— START Data in this exercise —
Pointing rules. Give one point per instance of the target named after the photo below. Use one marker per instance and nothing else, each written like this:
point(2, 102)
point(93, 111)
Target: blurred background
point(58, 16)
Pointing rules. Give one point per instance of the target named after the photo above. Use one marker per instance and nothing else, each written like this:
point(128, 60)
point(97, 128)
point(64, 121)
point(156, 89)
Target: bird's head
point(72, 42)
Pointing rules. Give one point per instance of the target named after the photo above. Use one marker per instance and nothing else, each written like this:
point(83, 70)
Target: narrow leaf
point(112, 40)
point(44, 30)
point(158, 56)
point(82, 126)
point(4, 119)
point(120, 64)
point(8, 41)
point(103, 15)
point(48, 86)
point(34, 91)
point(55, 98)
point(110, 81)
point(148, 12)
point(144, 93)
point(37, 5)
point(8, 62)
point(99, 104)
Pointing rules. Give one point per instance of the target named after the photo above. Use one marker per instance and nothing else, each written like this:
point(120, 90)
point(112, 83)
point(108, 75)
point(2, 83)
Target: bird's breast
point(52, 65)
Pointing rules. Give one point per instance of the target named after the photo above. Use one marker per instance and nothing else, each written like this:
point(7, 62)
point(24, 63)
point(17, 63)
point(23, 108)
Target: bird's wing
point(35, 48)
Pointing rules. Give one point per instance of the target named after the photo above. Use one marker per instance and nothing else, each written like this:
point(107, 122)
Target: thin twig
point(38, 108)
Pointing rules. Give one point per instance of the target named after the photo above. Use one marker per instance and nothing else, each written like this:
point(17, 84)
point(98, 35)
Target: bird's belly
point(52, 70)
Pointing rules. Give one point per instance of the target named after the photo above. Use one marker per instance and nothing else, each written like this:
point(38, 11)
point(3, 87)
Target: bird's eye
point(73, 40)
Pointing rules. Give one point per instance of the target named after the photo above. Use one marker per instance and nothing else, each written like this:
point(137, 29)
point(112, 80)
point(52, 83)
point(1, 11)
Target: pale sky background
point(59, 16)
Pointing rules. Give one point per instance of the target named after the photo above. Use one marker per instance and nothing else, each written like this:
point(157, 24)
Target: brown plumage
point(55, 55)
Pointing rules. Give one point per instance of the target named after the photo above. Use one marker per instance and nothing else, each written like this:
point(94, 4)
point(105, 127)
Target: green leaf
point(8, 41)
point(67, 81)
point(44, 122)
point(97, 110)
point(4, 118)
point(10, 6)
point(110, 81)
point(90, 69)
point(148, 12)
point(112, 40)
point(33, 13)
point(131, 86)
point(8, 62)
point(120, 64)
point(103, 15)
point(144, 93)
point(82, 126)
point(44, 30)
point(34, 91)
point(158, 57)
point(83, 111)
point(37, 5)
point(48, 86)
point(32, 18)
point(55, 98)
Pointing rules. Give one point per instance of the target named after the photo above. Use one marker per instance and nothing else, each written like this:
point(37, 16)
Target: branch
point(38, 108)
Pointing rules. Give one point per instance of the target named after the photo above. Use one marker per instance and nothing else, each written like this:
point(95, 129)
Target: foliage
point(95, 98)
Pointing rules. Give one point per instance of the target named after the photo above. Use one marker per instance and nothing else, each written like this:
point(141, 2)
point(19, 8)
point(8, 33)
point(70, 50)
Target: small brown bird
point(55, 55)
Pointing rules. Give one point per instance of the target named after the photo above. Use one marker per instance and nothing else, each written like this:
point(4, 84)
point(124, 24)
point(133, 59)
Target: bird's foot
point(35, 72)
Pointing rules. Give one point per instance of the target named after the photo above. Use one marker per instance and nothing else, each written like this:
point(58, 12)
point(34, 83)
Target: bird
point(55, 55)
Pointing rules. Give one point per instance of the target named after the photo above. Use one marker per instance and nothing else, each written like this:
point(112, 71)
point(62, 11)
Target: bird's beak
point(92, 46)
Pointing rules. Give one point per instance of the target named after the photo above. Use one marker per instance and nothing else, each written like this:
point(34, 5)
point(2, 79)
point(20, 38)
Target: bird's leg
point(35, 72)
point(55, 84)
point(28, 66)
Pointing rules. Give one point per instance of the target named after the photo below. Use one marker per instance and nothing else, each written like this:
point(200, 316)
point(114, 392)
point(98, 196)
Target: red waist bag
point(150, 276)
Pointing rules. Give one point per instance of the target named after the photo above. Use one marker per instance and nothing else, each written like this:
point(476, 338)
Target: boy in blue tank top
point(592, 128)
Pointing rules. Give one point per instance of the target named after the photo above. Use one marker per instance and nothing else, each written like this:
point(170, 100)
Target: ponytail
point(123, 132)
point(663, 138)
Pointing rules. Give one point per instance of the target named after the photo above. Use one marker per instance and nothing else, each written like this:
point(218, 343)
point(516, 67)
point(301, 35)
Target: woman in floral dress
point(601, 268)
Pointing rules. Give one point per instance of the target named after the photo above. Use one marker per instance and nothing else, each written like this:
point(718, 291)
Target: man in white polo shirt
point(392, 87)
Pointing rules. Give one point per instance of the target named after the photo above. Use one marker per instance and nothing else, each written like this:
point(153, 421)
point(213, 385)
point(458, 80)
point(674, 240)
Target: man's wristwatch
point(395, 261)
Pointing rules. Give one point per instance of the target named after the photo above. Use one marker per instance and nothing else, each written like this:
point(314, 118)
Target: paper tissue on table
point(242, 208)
— END Data in this exercise —
# The problem
Update all the lines above by putting "dot" in place of every "marker", and leave everything else unchanged.

# Right answer
Pointing rules. Give one point per instance of the target named after the photo below. Use one dot per instance and nothing else, each written like this:
point(2, 102)
point(93, 111)
Target: blurred background
point(58, 16)
Pointing rules. Give one point per instance of the target named after the photo above. Use one dot per instance and nothing else, each written like this:
point(128, 60)
point(97, 128)
point(64, 121)
point(156, 89)
Target: bird's head
point(72, 42)
Pointing rules. Give one point per instance of the target named after the photo above. Use one dot per instance and nothing else, each written like this:
point(83, 70)
Target: narrow leaf
point(112, 40)
point(44, 30)
point(158, 56)
point(82, 126)
point(4, 119)
point(120, 64)
point(8, 41)
point(103, 15)
point(48, 86)
point(34, 91)
point(55, 98)
point(110, 81)
point(148, 12)
point(144, 93)
point(37, 5)
point(8, 62)
point(99, 104)
Pointing rules. Give one point per instance of the target named after the photo above. Use one dot per instance and nothing else, each written like this:
point(120, 90)
point(112, 83)
point(108, 75)
point(2, 83)
Target: bird's breast
point(52, 65)
Pointing rules. Give one point per instance of the target named after the photo above. Use one dot per instance and nothing else, each written like this:
point(7, 62)
point(24, 63)
point(17, 63)
point(23, 108)
Target: bird's wing
point(35, 48)
Pointing rules. Give one point per instance of the target named after the photo above. Use one dot per instance and nothing else, each written like this:
point(107, 122)
Target: thin twig
point(38, 108)
Pointing rules. Give one point per instance of the target named after the photo above. Use one dot per instance and nothing else, each written like this:
point(17, 84)
point(98, 35)
Target: bird's belly
point(52, 70)
Pointing rules. Give one point per instance of the target named after the photo above. Use one dot per instance and nothing else, each written like this:
point(38, 11)
point(3, 87)
Target: bird's eye
point(73, 40)
Pointing rules. Give one point per instance of the target named after the photo above. Use one dot per instance and nothing else, each written like this:
point(137, 29)
point(112, 80)
point(52, 83)
point(1, 11)
Target: pale sky background
point(59, 16)
Pointing rules. Give one point per instance of the target named after the photo above. Use one dot per instance and nothing else, each written like this:
point(157, 24)
Target: brown plumage
point(55, 55)
Pointing rules. Give one point per instance of the target named after the photo above. Use one dot per instance and nothing else, each written like this:
point(94, 4)
point(105, 127)
Target: green leaf
point(8, 41)
point(67, 81)
point(44, 122)
point(97, 110)
point(4, 118)
point(10, 6)
point(110, 81)
point(90, 69)
point(148, 12)
point(112, 40)
point(33, 13)
point(131, 86)
point(8, 62)
point(120, 64)
point(103, 15)
point(144, 93)
point(82, 126)
point(44, 30)
point(34, 91)
point(158, 57)
point(83, 111)
point(37, 5)
point(48, 86)
point(32, 18)
point(55, 98)
Pointing rules. Give one point per instance of the target named after the photo above. Use one dot per instance and nothing else, each written like this:
point(37, 16)
Target: branch
point(38, 108)
Pointing rules. Give one point per instance of the target named after the photo above. Use one dot per instance and nothing else, each written like this:
point(95, 129)
Target: foliage
point(95, 98)
Pointing rules. Give one point per instance of the target named after the photo above. Use one dot per instance and nothing else, each written like this:
point(141, 2)
point(19, 8)
point(8, 33)
point(70, 50)
Target: small brown bird
point(55, 55)
Pointing rules. Give one point per instance of the target named after the photo above. Use one dot per instance and nothing else, each written like this:
point(4, 84)
point(124, 24)
point(133, 59)
Target: bird's foot
point(35, 72)
Pointing rules. Give one point per instance of the target named after the photo above. Use one dot per instance and nothing else, each written like this:
point(58, 12)
point(34, 83)
Target: bird
point(55, 55)
Pointing rules. Give one point per instance of the target named after the photo above. Use one dot per instance and nothing else, each written like this:
point(112, 71)
point(62, 11)
Target: bird's beak
point(92, 46)
Pointing rules. Give one point per instance of the target named after the photo above. Use one dot per instance and nothing else, each written like this:
point(34, 5)
point(2, 79)
point(20, 38)
Target: bird's leg
point(35, 72)
point(55, 84)
point(28, 66)
Pointing rules. Give one point per instance of the target named after the photo below. Use one dot per instance and nothing else, each written like this:
point(200, 316)
point(114, 392)
point(98, 196)
Target: red waist bag
point(150, 276)
Pointing rules. Give one point per instance of the target named after the photo above. Use one dot per instance and nothing else, each written like this:
point(476, 338)
Target: boy in blue tank top
point(592, 128)
Pointing rules. Give one point per instance of the target named after the photo above. Use one dot per instance and nothing else, each written like this:
point(170, 100)
Target: ponytail
point(123, 132)
point(663, 138)
Pointing rules. Give one point per instance of the target named after the photo above. Use one dot per instance and nothing else, each written like this:
point(218, 343)
point(516, 67)
point(301, 35)
Target: woman in floral dress
point(601, 268)
Pointing rules. Give one point per instance of the target named after the photo above. Use one dot per instance and nothing else, each written like this:
point(718, 291)
Target: man in white polo shirt
point(392, 87)
Pointing rules. Give one point per instance of the target named after the photo above. Use one dot per instance and nothing else, each written like this:
point(153, 421)
point(213, 385)
point(458, 80)
point(674, 240)
Target: man's wristwatch
point(395, 261)
Pointing rules. Give one point per instance of the target named after the photo above. Use one dot per instance and nothing else, each written like this:
point(314, 118)
Target: paper tissue on table
point(242, 208)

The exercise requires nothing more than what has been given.